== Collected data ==
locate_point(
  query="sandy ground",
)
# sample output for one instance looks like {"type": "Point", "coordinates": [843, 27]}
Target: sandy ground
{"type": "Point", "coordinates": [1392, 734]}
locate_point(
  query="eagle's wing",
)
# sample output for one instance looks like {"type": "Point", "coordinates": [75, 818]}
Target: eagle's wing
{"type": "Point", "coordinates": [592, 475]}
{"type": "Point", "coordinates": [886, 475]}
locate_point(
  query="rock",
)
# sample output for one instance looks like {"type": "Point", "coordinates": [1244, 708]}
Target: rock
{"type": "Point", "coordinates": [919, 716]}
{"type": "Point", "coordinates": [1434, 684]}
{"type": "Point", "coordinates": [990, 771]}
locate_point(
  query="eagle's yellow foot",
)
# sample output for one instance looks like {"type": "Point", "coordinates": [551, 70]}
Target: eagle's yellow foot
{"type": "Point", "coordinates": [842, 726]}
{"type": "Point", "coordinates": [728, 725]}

== REQUIRED ACTION ==
Return every line from the records above that holds the word "output".

== SOLUTION TO THIS PROBLEM ==
# sample output for one instance looks like {"type": "Point", "coordinates": [843, 27]}
# sample output for one instance looks like {"type": "Point", "coordinates": [75, 818]}
# sample output for one instance looks like {"type": "Point", "coordinates": [1244, 708]}
# sample output for one instance looks like {"type": "Point", "coordinates": [551, 70]}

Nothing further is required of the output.